### ПИСЬМЕННОЕ ЗАДАНИЕ 1:
Верните весь фрагмент документа, ничего в нем не меняя.

### ФРАГМЕНТ ДОКУМЕНТА:
Как объяснить, – восклицает Шпенглер, – то, что, согласно нашему глубочайшему чувствованию, «мир» есть не что иное, как доподлинно рожденное переживанием глубины мировое пространство, величественная пустота которого еще раз подтверждается затерянными в нем мирами неподвижных звезд? Можно ли было бы растолковать это чувство мира хотя бы одному античному мыслителю?274

И далее он рассуждает о терминах τόπος и locus, отражающих суть античного мировоззрения и неспособных передать наше представление о пространстве (отличном от «места») как о фундаментальной характеристике физического мира.

Здесь естественным образом напрашивается вывод, что пространство и форма суть противоположности и их совмещение в рамках одной культурной традиции невозможно. Эту интуицию подтверждает история европейской пейзажной живописи.

Западноевропейский пейзаж, – говорит Михаил Ямпольский, уточняя Шпенглера, – …может появиться только тогда, когда происходит крушение понятия формы. Пейзаж никогда не приобретает отчетливые формальные очертания, такие, какие принимает греческое тело. В Китае пейзаж появился гораздо раньше, чем в Европе, на мой взгляд, потому, что Китай не знал понятия формы. В китайском ландшафте мы имеем проступание гор из тумана и их исчезновение в этом тумане275.

### СПИСОК ЗАПИСЕЙ:
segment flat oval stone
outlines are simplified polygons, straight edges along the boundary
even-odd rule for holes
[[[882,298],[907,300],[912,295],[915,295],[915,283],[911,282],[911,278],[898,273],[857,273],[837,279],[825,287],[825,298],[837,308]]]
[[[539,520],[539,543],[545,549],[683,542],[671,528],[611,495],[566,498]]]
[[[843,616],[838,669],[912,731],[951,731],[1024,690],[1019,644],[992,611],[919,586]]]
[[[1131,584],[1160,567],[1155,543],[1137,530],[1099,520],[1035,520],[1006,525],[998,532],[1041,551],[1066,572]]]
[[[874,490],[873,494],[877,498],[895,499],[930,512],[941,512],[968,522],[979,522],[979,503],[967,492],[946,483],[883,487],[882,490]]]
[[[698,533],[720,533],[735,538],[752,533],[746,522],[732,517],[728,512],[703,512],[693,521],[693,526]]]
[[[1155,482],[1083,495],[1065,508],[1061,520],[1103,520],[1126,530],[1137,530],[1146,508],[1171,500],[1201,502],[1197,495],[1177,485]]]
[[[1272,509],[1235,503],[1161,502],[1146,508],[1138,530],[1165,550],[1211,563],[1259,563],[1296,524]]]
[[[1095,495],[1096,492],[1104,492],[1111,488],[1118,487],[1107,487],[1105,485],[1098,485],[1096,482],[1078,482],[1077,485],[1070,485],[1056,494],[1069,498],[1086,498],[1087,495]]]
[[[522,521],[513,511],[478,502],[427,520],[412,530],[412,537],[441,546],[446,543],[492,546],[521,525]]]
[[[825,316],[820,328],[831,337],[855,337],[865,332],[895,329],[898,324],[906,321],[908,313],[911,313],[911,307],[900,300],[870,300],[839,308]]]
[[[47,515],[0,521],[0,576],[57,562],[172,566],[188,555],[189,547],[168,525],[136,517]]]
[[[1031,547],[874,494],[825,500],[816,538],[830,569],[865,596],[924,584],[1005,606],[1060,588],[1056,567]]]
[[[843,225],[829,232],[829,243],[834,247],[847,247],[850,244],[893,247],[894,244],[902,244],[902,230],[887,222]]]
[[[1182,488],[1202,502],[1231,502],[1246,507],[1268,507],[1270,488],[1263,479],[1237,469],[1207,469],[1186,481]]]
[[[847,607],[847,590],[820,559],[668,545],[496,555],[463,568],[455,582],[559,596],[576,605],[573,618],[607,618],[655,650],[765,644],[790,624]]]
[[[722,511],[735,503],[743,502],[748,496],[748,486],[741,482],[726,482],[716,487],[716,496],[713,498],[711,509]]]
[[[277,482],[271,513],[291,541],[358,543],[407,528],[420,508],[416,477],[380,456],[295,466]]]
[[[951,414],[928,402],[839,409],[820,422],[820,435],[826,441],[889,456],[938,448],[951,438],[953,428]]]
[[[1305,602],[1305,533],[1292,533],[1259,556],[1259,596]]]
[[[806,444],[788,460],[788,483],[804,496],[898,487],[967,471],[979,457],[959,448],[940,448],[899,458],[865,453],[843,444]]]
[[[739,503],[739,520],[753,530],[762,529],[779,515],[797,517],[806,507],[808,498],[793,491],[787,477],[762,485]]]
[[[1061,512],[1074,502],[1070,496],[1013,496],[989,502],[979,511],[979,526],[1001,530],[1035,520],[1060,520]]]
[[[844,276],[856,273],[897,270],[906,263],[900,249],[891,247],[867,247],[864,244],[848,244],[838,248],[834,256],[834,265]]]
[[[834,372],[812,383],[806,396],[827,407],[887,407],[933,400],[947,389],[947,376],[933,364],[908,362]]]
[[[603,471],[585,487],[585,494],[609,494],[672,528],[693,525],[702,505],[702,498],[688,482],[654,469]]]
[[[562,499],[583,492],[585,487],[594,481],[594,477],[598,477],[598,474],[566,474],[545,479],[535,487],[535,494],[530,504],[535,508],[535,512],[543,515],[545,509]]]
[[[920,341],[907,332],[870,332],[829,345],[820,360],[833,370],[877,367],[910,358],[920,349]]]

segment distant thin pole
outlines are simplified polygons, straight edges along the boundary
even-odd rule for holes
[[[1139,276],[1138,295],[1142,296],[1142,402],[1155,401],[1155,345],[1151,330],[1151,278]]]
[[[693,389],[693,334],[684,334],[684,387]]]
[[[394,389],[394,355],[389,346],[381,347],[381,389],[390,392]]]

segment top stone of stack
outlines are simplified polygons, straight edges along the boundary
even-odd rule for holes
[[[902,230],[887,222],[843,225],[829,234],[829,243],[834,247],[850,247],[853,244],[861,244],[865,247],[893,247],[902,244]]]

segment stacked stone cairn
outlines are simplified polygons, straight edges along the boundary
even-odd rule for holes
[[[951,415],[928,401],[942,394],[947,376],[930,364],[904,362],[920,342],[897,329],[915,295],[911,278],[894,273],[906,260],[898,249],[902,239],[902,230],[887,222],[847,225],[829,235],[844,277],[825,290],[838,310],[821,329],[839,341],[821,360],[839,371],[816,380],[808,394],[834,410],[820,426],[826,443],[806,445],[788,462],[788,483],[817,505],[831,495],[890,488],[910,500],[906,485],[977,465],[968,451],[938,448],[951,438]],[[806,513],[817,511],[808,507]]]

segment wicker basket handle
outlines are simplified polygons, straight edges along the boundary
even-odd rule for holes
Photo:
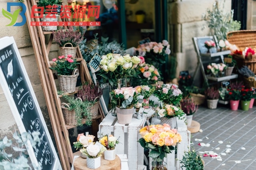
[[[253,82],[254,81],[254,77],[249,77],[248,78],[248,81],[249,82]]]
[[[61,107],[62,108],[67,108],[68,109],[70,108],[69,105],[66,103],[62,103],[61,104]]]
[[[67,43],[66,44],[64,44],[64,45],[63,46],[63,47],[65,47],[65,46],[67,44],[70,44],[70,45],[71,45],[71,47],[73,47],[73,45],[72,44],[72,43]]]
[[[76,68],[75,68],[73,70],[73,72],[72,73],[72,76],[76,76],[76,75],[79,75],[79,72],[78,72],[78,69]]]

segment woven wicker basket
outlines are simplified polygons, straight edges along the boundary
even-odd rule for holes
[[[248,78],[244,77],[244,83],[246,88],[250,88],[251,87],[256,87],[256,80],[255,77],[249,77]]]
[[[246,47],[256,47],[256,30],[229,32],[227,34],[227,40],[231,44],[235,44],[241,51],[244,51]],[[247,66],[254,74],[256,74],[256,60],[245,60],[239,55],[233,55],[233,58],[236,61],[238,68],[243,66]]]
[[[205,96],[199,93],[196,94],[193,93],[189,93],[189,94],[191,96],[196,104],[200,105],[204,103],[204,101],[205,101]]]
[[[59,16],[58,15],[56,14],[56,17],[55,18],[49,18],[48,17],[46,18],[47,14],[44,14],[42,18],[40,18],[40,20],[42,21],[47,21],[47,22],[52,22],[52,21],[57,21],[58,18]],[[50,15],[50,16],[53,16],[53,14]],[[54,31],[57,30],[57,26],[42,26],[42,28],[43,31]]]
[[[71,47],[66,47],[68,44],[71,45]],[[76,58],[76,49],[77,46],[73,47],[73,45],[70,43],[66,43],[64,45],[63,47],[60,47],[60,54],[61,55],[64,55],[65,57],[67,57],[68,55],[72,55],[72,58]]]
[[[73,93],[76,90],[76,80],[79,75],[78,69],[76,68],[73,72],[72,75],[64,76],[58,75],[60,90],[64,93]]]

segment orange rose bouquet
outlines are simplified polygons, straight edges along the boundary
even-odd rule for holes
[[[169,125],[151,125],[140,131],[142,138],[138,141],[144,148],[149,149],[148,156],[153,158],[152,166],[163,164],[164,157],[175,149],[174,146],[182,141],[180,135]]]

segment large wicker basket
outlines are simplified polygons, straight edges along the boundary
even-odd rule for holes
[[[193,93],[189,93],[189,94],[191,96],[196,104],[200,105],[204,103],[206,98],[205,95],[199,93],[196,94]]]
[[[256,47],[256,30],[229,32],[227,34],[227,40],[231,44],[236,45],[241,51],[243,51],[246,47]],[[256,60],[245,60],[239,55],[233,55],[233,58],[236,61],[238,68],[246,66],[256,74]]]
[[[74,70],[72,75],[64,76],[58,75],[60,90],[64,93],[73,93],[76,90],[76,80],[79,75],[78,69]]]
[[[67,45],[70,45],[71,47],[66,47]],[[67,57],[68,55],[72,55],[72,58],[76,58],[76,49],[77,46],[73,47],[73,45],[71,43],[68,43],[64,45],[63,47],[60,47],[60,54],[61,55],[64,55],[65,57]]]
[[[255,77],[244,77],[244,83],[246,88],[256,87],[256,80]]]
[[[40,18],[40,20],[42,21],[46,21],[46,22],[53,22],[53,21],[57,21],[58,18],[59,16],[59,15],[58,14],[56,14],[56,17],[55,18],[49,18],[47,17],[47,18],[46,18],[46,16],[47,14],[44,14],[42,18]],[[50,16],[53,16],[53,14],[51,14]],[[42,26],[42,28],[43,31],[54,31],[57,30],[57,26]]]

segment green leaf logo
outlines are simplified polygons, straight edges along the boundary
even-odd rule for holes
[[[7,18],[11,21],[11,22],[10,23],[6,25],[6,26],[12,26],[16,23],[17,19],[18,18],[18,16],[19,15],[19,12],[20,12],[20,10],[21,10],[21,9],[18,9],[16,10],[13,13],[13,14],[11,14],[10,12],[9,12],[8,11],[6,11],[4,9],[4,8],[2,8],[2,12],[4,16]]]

### ПИСЬМЕННОЕ ЗАДАНИЕ 2:
Перепечатайте, пожалуйста, строки листинга начиная со строки, где есть «segment green leaf logo», и до последней строки листинга включительно.

### ОТВЕТ 1:
Как объяснить, – восклицает Шпенглер, – то, что, согласно нашему глубочайшему чувствованию, «мир» есть не что иное, как доподлинно рожденное переживанием глубины мировое пространство, величественная пустота которого еще раз подтверждается затерянными в нем мирами неподвижных звезд? Можно ли было бы растолковать это чувство мира хотя бы одному античному мыслителю?274

И далее он рассуждает о терминах τόπος и locus, отражающих суть античного мировоззрения и неспособных передать наше представление о пространстве (отличном от «места») как о фундаментальной характеристике физического мира.

Здесь естественным образом напрашивается вывод, что пространство и форма суть противоположности и их совмещение в рамках одной культурной традиции невозможно. Эту интуицию подтверждает история европейской пейзажной живописи.

Западноевропейский пейзаж, – говорит Михаил Ямпольский, уточняя Шпенглера, – …может появиться только тогда, когда происходит крушение понятия формы. Пейзаж никогда не приобретает отчетливые формальные очертания, такие, какие принимает греческое тело. В Китае пейзаж появился гораздо раньше, чем в Европе, на мой взгляд, потому, что Китай не знал понятия формы. В китайском ландшафте мы имеем проступание гор из тумана и их исчезновение в этом тумане275.

### ОТВЕТ 2:
segment green leaf logo
outlines are simplified polygons, straight edges along the boundary
even-odd rule for holes
[[[7,18],[11,21],[11,22],[10,23],[6,25],[6,26],[12,26],[16,23],[17,19],[18,18],[18,16],[19,15],[19,12],[20,12],[20,10],[21,10],[21,9],[18,9],[16,10],[13,13],[13,14],[11,14],[10,12],[9,12],[8,11],[6,11],[4,9],[4,8],[2,8],[2,12],[4,16]]]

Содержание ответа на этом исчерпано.